==== Source material ====
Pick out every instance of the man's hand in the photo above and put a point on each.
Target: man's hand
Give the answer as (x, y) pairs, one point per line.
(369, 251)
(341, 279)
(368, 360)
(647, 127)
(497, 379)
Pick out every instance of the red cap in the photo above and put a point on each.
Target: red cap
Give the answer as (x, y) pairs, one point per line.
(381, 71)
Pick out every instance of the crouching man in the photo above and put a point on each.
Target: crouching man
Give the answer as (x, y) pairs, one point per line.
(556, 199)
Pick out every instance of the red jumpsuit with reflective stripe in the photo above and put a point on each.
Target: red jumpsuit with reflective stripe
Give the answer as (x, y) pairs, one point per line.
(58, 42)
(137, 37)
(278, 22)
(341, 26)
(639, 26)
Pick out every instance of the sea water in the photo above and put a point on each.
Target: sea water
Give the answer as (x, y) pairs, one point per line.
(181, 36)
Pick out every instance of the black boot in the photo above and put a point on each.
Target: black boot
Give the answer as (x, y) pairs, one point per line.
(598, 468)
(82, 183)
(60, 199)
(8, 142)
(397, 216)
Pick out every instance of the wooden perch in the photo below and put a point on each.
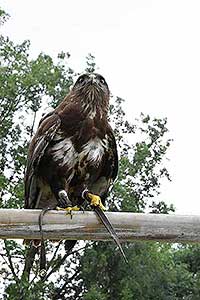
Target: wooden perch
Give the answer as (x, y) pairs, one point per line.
(23, 224)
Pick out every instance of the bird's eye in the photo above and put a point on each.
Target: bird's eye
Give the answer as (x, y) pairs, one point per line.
(81, 79)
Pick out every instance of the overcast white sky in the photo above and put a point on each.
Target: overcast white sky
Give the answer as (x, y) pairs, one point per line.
(149, 53)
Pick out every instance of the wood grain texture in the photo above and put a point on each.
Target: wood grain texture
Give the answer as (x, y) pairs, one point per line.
(23, 224)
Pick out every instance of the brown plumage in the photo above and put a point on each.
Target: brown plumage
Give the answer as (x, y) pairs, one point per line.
(74, 149)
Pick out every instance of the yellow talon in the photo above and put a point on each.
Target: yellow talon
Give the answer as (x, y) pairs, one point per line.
(96, 201)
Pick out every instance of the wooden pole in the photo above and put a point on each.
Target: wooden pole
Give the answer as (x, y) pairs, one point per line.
(23, 224)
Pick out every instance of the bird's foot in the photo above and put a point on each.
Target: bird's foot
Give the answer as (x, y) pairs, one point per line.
(94, 200)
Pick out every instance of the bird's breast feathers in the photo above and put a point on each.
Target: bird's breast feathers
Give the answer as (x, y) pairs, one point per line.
(65, 154)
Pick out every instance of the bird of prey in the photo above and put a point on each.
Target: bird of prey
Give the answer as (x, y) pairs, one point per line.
(73, 155)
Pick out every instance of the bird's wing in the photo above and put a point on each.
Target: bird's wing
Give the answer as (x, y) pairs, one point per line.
(44, 135)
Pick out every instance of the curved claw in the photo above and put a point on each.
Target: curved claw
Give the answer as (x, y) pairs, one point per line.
(95, 200)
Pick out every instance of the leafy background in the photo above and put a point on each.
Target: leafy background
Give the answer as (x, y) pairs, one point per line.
(93, 270)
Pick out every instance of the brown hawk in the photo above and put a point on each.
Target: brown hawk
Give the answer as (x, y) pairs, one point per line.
(73, 155)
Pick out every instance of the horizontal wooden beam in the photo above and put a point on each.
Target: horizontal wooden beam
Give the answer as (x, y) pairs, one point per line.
(23, 224)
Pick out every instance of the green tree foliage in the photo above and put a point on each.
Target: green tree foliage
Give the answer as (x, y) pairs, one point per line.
(93, 270)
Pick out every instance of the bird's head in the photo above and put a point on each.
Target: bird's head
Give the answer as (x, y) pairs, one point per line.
(93, 91)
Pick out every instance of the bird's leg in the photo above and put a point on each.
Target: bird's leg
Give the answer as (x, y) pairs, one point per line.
(94, 200)
(65, 203)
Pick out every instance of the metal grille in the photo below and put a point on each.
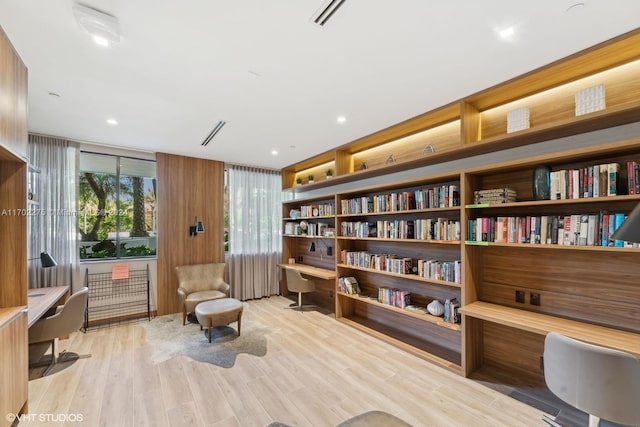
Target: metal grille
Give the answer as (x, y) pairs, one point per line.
(116, 301)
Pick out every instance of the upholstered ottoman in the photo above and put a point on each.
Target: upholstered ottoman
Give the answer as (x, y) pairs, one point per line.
(219, 312)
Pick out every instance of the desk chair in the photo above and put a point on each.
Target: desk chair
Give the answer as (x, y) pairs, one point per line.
(297, 283)
(67, 319)
(600, 381)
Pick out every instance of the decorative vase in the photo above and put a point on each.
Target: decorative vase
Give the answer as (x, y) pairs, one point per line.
(542, 183)
(435, 308)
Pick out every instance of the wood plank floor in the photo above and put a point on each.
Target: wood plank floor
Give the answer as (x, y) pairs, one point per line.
(317, 372)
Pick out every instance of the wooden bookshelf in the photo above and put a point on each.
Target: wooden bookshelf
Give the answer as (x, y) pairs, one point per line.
(13, 233)
(587, 292)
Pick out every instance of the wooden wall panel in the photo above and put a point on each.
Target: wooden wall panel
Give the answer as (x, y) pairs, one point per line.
(513, 351)
(187, 188)
(570, 283)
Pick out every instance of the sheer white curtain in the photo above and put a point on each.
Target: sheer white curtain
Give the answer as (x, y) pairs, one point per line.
(52, 220)
(255, 219)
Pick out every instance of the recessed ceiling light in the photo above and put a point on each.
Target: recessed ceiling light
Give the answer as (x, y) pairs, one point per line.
(101, 41)
(103, 27)
(507, 33)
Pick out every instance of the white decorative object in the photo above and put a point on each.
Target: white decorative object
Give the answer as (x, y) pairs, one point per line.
(590, 99)
(518, 119)
(435, 308)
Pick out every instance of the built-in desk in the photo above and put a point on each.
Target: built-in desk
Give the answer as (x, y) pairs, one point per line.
(309, 270)
(542, 324)
(40, 300)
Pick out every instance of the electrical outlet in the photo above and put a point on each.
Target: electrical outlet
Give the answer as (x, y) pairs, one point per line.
(534, 298)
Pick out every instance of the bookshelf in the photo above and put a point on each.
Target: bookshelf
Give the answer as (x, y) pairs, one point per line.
(308, 240)
(13, 234)
(384, 235)
(512, 291)
(588, 285)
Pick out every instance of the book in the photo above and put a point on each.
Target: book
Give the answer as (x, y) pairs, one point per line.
(612, 185)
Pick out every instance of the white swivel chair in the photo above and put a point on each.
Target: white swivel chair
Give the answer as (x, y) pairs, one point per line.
(297, 283)
(600, 381)
(68, 318)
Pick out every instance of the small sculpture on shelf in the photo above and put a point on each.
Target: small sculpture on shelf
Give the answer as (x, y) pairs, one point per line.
(435, 308)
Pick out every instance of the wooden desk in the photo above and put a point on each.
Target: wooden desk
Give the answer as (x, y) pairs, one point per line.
(309, 270)
(542, 324)
(42, 299)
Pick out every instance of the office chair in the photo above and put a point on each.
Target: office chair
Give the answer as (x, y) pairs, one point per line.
(68, 318)
(603, 382)
(297, 283)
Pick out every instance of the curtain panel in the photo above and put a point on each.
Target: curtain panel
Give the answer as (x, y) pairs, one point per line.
(255, 242)
(51, 223)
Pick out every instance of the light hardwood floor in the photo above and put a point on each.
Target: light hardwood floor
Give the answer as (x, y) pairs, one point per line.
(317, 372)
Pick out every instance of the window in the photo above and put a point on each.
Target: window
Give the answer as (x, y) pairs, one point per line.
(117, 207)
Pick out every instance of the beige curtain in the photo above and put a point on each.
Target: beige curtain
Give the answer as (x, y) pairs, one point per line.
(255, 217)
(51, 224)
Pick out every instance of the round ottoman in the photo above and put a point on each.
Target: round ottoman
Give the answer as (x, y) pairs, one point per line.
(219, 312)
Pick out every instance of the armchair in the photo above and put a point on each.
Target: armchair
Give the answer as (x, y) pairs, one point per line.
(603, 382)
(198, 283)
(68, 318)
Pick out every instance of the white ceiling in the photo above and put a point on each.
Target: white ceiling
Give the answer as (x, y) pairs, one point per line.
(278, 80)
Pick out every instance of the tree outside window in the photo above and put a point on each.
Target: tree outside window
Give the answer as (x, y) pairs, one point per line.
(117, 207)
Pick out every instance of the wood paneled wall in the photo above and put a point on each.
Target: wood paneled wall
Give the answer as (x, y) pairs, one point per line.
(187, 188)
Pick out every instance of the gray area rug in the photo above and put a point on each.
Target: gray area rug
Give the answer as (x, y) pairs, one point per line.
(170, 339)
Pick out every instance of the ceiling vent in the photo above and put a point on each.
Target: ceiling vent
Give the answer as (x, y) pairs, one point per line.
(326, 11)
(213, 133)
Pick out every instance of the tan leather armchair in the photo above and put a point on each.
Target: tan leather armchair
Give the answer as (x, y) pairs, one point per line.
(68, 318)
(198, 283)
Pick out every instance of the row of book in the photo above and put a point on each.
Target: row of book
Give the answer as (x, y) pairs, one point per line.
(449, 271)
(591, 181)
(348, 285)
(633, 177)
(419, 229)
(314, 210)
(311, 229)
(395, 297)
(435, 197)
(570, 230)
(383, 262)
(494, 196)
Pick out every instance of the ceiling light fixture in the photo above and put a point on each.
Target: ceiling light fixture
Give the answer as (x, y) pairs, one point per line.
(507, 33)
(213, 133)
(326, 11)
(104, 28)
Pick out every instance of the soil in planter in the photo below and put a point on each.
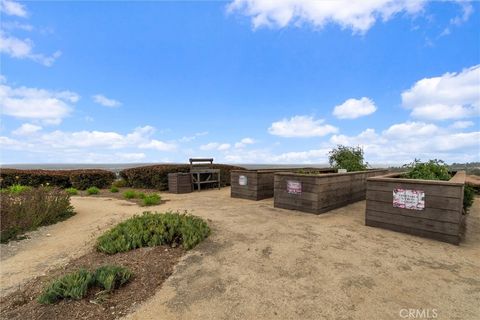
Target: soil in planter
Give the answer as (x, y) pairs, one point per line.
(150, 267)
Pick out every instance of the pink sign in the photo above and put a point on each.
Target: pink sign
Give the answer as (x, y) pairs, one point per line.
(294, 187)
(409, 199)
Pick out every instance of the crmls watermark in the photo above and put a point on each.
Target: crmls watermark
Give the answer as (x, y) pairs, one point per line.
(418, 313)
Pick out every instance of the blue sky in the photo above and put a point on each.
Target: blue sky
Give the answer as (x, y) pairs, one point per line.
(243, 81)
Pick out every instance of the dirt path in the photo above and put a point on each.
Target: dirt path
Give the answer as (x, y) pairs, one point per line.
(263, 263)
(55, 245)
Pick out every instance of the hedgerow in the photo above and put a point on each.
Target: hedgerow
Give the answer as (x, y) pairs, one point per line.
(156, 176)
(152, 229)
(31, 208)
(79, 179)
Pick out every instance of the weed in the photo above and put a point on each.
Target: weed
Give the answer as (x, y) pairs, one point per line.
(151, 199)
(152, 229)
(93, 190)
(71, 191)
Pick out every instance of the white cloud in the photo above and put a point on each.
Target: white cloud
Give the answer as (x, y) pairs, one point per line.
(450, 96)
(354, 108)
(26, 129)
(215, 146)
(106, 102)
(462, 124)
(158, 145)
(301, 126)
(23, 49)
(13, 8)
(36, 104)
(244, 142)
(359, 16)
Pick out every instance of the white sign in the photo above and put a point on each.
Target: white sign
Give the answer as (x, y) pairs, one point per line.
(294, 187)
(242, 180)
(409, 199)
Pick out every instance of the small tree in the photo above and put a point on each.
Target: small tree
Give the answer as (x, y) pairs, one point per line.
(350, 158)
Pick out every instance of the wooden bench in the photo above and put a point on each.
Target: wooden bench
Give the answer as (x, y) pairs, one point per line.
(202, 173)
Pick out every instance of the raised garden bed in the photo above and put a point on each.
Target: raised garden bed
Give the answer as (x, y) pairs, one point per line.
(427, 208)
(321, 192)
(258, 184)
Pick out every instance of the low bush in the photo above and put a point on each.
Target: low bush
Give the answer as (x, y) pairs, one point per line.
(71, 191)
(80, 179)
(93, 190)
(350, 158)
(152, 229)
(34, 207)
(71, 286)
(437, 170)
(110, 277)
(119, 183)
(156, 177)
(75, 285)
(431, 170)
(151, 199)
(129, 194)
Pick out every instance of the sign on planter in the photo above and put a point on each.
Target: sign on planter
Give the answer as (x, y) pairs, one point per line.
(242, 180)
(409, 199)
(294, 187)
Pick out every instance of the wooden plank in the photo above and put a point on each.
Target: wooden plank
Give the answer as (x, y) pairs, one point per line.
(431, 201)
(451, 191)
(414, 222)
(453, 239)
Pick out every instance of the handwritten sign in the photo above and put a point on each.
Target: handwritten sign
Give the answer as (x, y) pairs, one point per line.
(294, 187)
(409, 199)
(242, 180)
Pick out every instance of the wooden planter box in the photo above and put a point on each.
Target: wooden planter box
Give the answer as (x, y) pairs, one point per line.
(396, 204)
(179, 182)
(257, 184)
(323, 192)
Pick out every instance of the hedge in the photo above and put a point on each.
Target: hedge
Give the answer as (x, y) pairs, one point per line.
(79, 179)
(156, 176)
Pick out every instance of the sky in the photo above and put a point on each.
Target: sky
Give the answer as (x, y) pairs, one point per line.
(243, 81)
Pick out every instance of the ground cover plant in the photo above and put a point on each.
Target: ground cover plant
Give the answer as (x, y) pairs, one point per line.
(153, 229)
(75, 285)
(72, 191)
(437, 170)
(350, 158)
(93, 190)
(156, 177)
(80, 179)
(151, 200)
(33, 207)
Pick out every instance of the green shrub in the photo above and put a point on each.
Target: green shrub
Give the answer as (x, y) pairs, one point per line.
====
* [Stated goal]:
Set down, unchanged, the line that contains "Pick out every instance of the wooden planter" together with every later line in the records, through the last one.

* [Problem solution]:
Pick out every instance of the wooden planter box in the photo above and put a point on each.
Target: wooden planter box
Give the answer as (x, y) pairs, one point per line.
(396, 204)
(179, 182)
(257, 184)
(323, 192)
Pick out every instance of the hedge in the photo above and put a point on each.
Target: hedge
Give the answer as (x, y) pairs, one point per line.
(79, 179)
(156, 176)
Pick out every instance of the sky in the photo above and put a point on each.
Target: sky
Give the answer as (x, y) pairs, one point per line.
(243, 81)
Pick out every instance of the ground cover plant in the photo above and put a point on each.
Target: ground cover plant
Give the answer as (x, y) pairs, one point per line.
(153, 229)
(75, 285)
(72, 191)
(437, 170)
(350, 158)
(93, 190)
(156, 177)
(80, 179)
(151, 200)
(33, 207)
Pick out every instance of the green shrub in the photo above and put a point on each.
Target: green shrub
Give the answer as (x, y) pairs, one point per line.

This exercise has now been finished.